A nova ordem vai fazer espaços familiares parecerem estranhos, e minimizar o que antes era um dos grandes benefícios da vida no escritório: interação cara a cara. Escritórios abertos que permitiam que os empregadores colocassem muitos funcionários no mesmo espaço provavelmente se tornarão coisa do passado, pelo menos temporariamente. “Você não pode ter isso na nova era”, disse Zeke Emanuel, vice-reitor de iniciativas globais, diretor do Instituto de Transformação da Saúde da Universidade da Pensilvânia e autor líder do relatório sobre coronavírus do Center for American Progress. “Escritórios abertos, onde as pessoas sentam lado a lado, não devem voltar a operar em capacidade total em breve”, concorda Dingel.

Reuniões lotadas em salas de conferência também não serão mais possíveis. Emanuel disse que sua sala de conferências normalmente acomoda umas 25 pessoas, mas que agora só poderia ter seis ou sete pessoas distantes, mas mesmo assim há riscos. Outros dizem que isso pode ser otimista demais. Enquanto alguns funcionários podem gostar de ter mais espaço para os braços, o espaço disponível provavelmente também vai exigir escalonamento do turno dos funcionários para evitar aglomerações. “Você terá que limitar o número de pessoas em espaços fechados”, disse Emanuel. Ele sugeriu que empregadores façam coisas dividir pessoas por aniversário, ou mesmo pelo número de seguro social. “Então você vai ter as mesmas sete pessoas no escritório de cada vez”, explicou Emanuel.

* Objetivo do exercício *
Copie o trecho sobre a volta aos escritórios do começo ao fim, sem mudar nada. Os dados abaixo não têm relação com o trecho.

Entradas salvas:
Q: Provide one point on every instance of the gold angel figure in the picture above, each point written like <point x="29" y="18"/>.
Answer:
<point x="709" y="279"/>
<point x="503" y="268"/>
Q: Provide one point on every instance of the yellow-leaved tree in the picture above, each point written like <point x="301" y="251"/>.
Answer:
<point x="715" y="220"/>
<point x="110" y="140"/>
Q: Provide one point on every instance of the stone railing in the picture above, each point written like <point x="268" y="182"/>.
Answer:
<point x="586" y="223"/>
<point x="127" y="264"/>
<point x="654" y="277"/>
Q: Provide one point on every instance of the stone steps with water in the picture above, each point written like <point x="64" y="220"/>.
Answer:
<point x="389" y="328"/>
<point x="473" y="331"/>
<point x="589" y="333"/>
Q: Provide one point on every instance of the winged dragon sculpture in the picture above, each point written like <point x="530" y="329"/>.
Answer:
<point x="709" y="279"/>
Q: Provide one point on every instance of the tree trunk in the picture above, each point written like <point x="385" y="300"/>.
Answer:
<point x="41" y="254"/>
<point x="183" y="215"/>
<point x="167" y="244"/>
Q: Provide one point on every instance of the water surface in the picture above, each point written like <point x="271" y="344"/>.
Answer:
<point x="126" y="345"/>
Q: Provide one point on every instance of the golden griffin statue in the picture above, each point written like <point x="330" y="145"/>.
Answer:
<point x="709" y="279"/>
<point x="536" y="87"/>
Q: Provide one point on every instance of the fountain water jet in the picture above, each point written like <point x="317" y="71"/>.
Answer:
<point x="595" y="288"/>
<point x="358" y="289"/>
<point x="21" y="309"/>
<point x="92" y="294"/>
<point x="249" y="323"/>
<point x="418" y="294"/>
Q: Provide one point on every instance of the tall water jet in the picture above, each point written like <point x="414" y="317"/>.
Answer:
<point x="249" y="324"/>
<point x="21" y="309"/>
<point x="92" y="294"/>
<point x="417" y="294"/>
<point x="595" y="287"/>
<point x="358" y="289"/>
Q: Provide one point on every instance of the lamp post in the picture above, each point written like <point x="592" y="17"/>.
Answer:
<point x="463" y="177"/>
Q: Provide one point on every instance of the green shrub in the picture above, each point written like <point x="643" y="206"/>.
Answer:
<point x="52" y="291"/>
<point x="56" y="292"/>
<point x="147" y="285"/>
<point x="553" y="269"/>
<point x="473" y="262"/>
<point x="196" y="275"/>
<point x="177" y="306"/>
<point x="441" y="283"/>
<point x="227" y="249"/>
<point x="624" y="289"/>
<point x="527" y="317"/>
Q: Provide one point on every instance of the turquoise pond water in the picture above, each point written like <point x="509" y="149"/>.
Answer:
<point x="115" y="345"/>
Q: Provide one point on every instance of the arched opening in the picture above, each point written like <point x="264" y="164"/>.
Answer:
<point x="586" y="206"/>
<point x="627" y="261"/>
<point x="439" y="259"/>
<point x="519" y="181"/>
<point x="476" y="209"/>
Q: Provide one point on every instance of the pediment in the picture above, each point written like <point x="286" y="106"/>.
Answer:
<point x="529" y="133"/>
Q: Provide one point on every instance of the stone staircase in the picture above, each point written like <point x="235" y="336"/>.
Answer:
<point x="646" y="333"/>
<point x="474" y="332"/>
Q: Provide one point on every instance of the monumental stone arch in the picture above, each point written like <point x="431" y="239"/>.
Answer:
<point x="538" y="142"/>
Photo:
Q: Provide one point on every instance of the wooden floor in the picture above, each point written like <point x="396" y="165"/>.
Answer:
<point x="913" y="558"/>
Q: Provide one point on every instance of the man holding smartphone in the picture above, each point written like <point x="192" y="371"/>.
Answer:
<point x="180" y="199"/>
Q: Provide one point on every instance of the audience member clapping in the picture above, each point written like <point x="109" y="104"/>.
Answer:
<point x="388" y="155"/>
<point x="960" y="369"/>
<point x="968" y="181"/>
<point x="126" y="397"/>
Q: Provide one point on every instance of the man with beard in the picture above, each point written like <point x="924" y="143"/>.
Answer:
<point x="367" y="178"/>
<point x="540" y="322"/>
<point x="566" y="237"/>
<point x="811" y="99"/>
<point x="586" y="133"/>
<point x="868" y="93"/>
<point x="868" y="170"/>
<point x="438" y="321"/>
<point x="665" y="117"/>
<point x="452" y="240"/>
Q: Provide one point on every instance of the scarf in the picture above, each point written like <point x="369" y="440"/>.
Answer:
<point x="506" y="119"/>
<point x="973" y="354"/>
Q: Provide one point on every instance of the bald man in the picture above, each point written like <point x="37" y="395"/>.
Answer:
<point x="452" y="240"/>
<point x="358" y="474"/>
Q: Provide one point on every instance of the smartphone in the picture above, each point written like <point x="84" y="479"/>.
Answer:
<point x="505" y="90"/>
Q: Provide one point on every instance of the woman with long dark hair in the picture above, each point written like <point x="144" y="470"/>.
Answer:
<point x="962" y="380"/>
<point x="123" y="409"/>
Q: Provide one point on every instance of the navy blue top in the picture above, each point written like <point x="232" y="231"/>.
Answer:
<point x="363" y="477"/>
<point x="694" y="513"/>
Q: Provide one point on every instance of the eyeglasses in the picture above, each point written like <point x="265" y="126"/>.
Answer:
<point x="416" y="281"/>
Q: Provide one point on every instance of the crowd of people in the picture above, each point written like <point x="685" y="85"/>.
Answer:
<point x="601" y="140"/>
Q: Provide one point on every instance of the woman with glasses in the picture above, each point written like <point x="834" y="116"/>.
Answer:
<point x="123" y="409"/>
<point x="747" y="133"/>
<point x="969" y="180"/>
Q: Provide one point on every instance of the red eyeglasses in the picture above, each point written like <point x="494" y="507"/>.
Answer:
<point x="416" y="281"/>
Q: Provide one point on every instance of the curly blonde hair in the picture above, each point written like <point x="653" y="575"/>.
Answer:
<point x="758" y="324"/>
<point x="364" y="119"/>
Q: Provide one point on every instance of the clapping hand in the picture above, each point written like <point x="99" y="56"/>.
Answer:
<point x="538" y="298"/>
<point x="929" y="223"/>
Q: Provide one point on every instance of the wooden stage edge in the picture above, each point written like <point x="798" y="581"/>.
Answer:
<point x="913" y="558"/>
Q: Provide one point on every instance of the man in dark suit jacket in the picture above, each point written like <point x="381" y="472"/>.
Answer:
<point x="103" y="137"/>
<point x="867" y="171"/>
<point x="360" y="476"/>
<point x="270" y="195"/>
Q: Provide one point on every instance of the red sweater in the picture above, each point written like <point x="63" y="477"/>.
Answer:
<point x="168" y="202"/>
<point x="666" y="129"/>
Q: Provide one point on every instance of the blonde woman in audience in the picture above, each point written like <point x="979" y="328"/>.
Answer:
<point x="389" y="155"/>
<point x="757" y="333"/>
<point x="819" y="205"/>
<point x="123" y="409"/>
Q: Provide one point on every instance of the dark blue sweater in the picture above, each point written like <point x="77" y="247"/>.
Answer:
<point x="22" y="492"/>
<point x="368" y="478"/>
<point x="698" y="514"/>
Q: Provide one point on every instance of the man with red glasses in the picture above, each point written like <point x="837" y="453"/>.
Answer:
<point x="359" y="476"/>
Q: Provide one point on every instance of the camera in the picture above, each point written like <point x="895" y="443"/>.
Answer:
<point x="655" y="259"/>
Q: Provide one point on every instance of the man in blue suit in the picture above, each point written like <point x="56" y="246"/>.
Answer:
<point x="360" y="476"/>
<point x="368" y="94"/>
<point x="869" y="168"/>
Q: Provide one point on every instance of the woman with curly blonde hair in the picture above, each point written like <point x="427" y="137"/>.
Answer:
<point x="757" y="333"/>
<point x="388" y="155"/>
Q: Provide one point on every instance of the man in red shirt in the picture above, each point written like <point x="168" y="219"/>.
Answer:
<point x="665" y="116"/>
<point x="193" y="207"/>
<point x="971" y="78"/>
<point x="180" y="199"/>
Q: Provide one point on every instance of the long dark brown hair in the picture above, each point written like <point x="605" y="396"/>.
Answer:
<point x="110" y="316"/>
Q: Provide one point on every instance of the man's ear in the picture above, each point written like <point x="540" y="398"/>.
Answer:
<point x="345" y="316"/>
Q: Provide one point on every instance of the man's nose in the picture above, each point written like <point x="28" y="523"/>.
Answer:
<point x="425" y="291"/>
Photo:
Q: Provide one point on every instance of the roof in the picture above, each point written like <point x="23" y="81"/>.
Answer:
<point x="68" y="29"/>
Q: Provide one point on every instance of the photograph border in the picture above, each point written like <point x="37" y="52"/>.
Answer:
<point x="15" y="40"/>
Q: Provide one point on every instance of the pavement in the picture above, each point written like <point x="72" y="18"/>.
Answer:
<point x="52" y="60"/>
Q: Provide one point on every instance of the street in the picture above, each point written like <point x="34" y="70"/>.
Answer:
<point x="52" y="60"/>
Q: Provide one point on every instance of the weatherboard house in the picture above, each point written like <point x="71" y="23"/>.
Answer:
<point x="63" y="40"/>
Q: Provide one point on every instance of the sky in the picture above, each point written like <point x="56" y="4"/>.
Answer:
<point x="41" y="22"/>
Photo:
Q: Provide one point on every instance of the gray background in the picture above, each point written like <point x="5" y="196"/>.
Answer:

* Solução do problema *
A nova ordem vai fazer espaços familiares parecerem estranhos, e minimizar o que antes era um dos grandes benefícios da vida no escritório: interação cara a cara. Escritórios abertos que permitiam que os empregadores colocassem muitos funcionários no mesmo espaço provavelmente se tornarão coisa do passado, pelo menos temporariamente. “Você não pode ter isso na nova era”, disse Zeke Emanuel, vice-reitor de iniciativas globais, diretor do Instituto de Transformação da Saúde da Universidade da Pensilvânia e autor líder do relatório sobre coronavírus do Center for American Progress. “Escritórios abertos, onde as pessoas sentam lado a lado, não devem voltar a operar em capacidade total em breve”, concorda Dingel.

Reuniões lotadas em salas de conferência também não serão mais possíveis. Emanuel disse que sua sala de conferências normalmente acomoda umas 25 pessoas, mas que agora só poderia ter seis ou sete pessoas distantes, mas mesmo assim há riscos. Outros dizem que isso pode ser otimista demais. Enquanto alguns funcionários podem gostar de ter mais espaço para os braços, o espaço disponível provavelmente também vai exigir escalonamento do turno dos funcionários para evitar aglomerações. “Você terá que limitar o número de pessoas em espaços fechados”, disse Emanuel. Ele sugeriu que empregadores façam coisas dividir pessoas por aniversário, ou mesmo pelo número de seguro social. “Então você vai ter as mesmas sete pessoas no escritório de cada vez”, explicou Emanuel.